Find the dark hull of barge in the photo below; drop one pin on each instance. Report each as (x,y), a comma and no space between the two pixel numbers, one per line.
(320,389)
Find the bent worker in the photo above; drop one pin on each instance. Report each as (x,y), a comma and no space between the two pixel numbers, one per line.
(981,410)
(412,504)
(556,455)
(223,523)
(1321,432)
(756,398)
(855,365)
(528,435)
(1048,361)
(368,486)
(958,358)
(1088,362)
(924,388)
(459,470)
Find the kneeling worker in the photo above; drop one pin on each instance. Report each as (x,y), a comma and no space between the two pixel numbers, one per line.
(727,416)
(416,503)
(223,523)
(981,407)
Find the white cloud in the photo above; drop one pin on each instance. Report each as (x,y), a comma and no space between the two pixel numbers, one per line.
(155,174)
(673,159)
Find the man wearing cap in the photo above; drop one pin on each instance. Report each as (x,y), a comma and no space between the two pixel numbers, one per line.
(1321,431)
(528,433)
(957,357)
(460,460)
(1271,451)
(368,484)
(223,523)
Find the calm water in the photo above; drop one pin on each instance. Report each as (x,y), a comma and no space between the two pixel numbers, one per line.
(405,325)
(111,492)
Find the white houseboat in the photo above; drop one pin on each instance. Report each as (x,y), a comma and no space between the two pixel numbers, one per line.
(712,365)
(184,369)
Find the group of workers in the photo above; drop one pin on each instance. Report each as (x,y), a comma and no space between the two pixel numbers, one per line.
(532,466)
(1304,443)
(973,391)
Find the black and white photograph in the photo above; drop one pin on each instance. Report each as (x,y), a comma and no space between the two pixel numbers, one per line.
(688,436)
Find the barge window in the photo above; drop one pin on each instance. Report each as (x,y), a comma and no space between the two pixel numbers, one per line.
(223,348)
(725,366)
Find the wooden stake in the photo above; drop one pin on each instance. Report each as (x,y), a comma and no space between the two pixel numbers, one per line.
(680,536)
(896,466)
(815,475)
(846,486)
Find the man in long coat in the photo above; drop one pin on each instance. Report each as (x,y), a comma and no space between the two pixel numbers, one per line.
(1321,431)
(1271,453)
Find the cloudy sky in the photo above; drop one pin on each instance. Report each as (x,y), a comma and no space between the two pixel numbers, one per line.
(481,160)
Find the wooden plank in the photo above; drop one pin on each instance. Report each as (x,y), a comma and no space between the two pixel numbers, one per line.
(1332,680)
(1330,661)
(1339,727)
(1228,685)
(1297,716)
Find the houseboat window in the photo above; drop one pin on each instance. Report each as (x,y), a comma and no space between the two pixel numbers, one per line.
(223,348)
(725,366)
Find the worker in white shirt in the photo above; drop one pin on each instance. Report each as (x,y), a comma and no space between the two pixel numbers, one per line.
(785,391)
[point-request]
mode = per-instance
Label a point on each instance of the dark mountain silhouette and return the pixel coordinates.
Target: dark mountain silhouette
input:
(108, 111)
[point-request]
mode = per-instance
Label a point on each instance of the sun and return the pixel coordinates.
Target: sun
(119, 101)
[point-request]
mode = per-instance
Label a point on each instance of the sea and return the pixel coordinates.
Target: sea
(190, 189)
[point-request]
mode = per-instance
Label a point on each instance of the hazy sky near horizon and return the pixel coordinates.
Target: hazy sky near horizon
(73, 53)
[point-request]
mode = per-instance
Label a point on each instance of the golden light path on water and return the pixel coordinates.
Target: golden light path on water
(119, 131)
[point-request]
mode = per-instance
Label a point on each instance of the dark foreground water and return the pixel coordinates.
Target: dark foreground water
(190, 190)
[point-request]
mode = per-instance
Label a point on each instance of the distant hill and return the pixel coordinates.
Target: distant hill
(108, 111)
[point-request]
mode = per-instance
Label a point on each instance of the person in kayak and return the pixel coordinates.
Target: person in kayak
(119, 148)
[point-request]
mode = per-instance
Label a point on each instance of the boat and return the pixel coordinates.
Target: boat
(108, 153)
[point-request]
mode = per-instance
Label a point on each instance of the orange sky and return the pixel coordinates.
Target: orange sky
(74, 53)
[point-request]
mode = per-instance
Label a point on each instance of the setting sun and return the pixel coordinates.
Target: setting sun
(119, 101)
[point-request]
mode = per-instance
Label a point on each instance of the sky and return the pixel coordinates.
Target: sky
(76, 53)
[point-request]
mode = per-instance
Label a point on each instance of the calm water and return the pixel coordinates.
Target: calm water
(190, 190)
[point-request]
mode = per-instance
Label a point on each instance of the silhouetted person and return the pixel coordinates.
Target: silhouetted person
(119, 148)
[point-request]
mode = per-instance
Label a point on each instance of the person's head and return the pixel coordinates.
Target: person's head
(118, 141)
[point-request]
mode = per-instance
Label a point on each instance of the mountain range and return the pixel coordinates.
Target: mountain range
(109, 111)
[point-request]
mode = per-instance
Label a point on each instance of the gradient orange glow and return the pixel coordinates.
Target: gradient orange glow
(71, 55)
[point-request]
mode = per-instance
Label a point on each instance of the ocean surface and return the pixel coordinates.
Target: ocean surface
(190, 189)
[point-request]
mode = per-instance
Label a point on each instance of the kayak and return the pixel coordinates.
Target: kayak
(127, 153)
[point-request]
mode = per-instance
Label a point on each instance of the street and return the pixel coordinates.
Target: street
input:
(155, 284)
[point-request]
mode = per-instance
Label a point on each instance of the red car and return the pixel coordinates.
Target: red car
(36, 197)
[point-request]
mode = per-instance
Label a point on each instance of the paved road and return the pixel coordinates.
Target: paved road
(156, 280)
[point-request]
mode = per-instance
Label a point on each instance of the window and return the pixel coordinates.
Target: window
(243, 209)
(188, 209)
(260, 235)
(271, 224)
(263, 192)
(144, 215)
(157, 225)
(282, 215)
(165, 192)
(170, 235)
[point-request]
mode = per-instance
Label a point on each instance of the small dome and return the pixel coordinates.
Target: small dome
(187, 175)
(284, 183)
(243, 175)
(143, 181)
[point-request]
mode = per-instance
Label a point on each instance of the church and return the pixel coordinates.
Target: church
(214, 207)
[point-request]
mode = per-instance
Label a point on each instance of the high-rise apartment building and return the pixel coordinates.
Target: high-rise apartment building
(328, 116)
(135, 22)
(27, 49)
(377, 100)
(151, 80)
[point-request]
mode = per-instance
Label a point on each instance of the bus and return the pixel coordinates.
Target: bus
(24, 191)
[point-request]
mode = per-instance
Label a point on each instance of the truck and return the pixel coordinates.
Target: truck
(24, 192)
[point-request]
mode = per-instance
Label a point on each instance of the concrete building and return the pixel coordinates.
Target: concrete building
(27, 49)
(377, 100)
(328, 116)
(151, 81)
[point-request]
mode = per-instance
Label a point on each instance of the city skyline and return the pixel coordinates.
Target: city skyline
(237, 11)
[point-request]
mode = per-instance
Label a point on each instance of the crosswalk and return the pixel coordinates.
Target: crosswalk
● ● ● ●
Activity:
Give back the complete data exactly as supplied.

The answer:
Find the dark hull of barge in the photo below; drop one pin on each instance. Report each as (x,y), a comma and no space between the two pixel numbers, one per line.
(320,389)
Find the bent worker in the photo above; drop one pin on each instance. Report each as (x,y), a comma and no space between the two pixel numbers, one per line.
(981,410)
(412,504)
(556,455)
(223,523)
(1321,432)
(756,398)
(855,365)
(528,435)
(1048,361)
(368,486)
(958,358)
(1088,362)
(924,388)
(459,470)
Find the kneeling worker in the photo above; drop one pin on each instance. Report each as (x,y), a comma and no space between the two pixel numbers, one per line.
(727,416)
(416,503)
(223,523)
(981,407)
Find the white cloud in the photo above; drop one pin on each instance. Report each as (x,y), a comma and no space between the two pixel numbers, one per line.
(155,174)
(673,159)
Find the man wearing cap in the photo above; drop one pin on each instance. Report each as (x,y), a comma and no space between the two pixel numbers, one per line.
(1321,431)
(528,433)
(957,357)
(460,460)
(1271,451)
(368,484)
(223,523)
Find the calm water in the photo above; drop one pin on each instance. Report each as (x,y), a comma and no space between the two pixel numbers, one per line.
(405,325)
(111,492)
Find the white houseboat in the photo above; drop one pin on each instance. Report each as (x,y), a comma and no space between the two pixel numbers, one per line.
(712,365)
(184,369)
Find the group of workers in the photo above; drop one pin on each instance. Report each as (x,y), a comma and no space between the two pixel numbers, one per line.
(532,466)
(1304,443)
(973,391)
Find the black and white photograph in the photo above; drop one pin on each instance. Report each as (x,y), a comma and no space between the two pixel numbers, one per line.
(688,436)
Find the barge window in the photo above; drop one pin on each instance. Report each as (x,y), a comma and no space between the two pixel numbers, one per line.
(223,348)
(725,366)
Find the wooden stake in the photo above; drop one pin on each instance. Report each as (x,y), a comma and no space between the two pixel numbers, one per line.
(680,536)
(896,466)
(815,475)
(846,486)
Find the man in long coat in the photo above; drop one pin on each instance. Report each as (x,y), a comma and no space between the two pixel numbers, one per line.
(1321,431)
(1271,453)
Find the cloudy sky in the photo above; drop one pin on each instance. Report each as (x,y), a comma and no space between the two pixel numbers, one per line.
(481,160)
Find the wooden plank in the photo above; drop one pin on each instance. Report each as (x,y), a comma and no space between the two pixel numbers, one per line.
(1332,680)
(1330,661)
(1339,727)
(1228,685)
(1297,716)
Find the houseboat window in the photo above; drop one pin on each instance. Report each as (x,y), a comma and no space between the two pixel numbers, one per line.
(223,348)
(725,366)
Find the worker in white shirt in the photo above; drop one pin on each instance. Report each as (x,y), a comma and no space between the two pixel numbers, one per line.
(785,391)
[point-request]
mode = per-instance
Label a point on each instance of the dark mountain silhouette and return the pixel coordinates.
Target: dark mountain silhouette
input:
(108, 111)
[point-request]
mode = per-instance
Label a point on each instance of the sun and return the pixel coordinates.
Target: sun
(119, 101)
[point-request]
mode = per-instance
Label a point on each instance of the sea and return the pixel coordinates.
Target: sea
(190, 189)
[point-request]
mode = per-instance
Label a point on each instance of the hazy sky near horizon and return the pixel coordinates.
Target: hazy sky near horizon
(73, 53)
[point-request]
mode = per-instance
Label a point on each instance of the golden light path on water and return the pixel coordinates.
Target: golden light path on water
(119, 131)
[point-request]
mode = per-instance
Label a point on each instance of the dark foreground water and return the pixel coordinates.
Target: dark foreground water
(190, 190)
[point-request]
mode = per-instance
Label a point on each instance of the distant hill and return the pixel coordinates.
Target: distant hill
(108, 111)
[point-request]
mode = per-instance
Label a point on each instance of the person in kayak and return the pixel coordinates.
Target: person in kayak
(119, 148)
[point-request]
mode = per-instance
Label a point on each instance of the boat and return the pixel coordinates.
Target: boat
(108, 153)
[point-request]
mode = per-instance
Label a point on each instance of the orange sky and return the pixel coordinates.
Target: orange sky
(74, 53)
[point-request]
mode = per-instance
Label a point on each instance of the setting sun and return the pixel coordinates.
Target: setting sun
(119, 101)
[point-request]
mode = per-instance
Label a point on each instance of the sky and return the pixel coordinates.
Target: sky
(76, 53)
[point-request]
mode = per-instance
Label a point on each instance of the calm water and return the pixel coordinates.
Target: calm water
(190, 190)
[point-request]
mode = per-instance
Label a point on each instance of the silhouetted person and return the pixel coordinates.
Target: silhouetted person
(119, 148)
[point-request]
mode = per-instance
Label a point on each instance of the person's head and return the pixel coordinates.
Target: person's head
(118, 141)
[point-request]
mode = per-instance
Label a point on each instance of the mountain range and return the pixel coordinates.
Target: mountain range
(109, 111)
[point-request]
mode = per-instance
Label a point on each instance of the gradient orange glow and return the pixel coordinates.
Target: gradient orange glow
(71, 55)
[point-request]
mode = per-instance
Label a point on each instance of the ocean surface and return the pixel coordinates.
Target: ocean surface
(190, 189)
[point-request]
mode = per-instance
Label a point on each instance of the kayak and return the pixel coordinates.
Target: kayak
(127, 153)
[point-request]
mode = per-instance
Label a point on each instance of the street and return the pixel coordinates.
Target: street
input:
(155, 284)
[point-request]
mode = per-instance
Label a point on each instance of the red car and return the pixel coordinates.
Target: red car
(36, 197)
[point-request]
mode = per-instance
Label a point on each instance of the paved road and return the pixel coordinates.
Target: paved road
(156, 280)
[point-request]
mode = per-instance
Label a point on each instance of the window and return the pixel coordinates.
Target: window
(243, 209)
(188, 209)
(260, 235)
(271, 224)
(263, 192)
(144, 215)
(157, 225)
(282, 215)
(165, 192)
(170, 235)
[point-request]
mode = per-instance
Label a point on each instance of the small dome and return the pixel coordinates.
Target: small dome
(187, 175)
(284, 183)
(243, 175)
(143, 181)
[point-request]
mode = per-instance
Label a point on each instance of the church and return the pixel coordinates.
Target: church
(214, 207)
[point-request]
mode = per-instance
Label a point on each instance of the high-rise apartment building and return the pixel coordinates.
Target: high-rise apartment building
(328, 116)
(135, 22)
(27, 49)
(377, 100)
(151, 80)
[point-request]
mode = per-instance
Label a point on each instance of the bus and return the pixel coordinates.
Target: bus
(24, 191)
[point-request]
mode = per-instance
Label a point on each instance of the truck and return the pixel coordinates.
Target: truck
(24, 192)
[point-request]
mode = per-instance
Label a point on each instance of the concrete building and return the pixel coordinates.
Target: concrete building
(27, 49)
(377, 100)
(328, 116)
(151, 81)
[point-request]
mode = per-instance
Label a point on each instance of the city skyline and return the pixel coordinates.
Target: city skyline
(237, 11)
[point-request]
mode = per-instance
Label a point on each instance of the crosswalk and return the pixel coordinates.
Target: crosswalk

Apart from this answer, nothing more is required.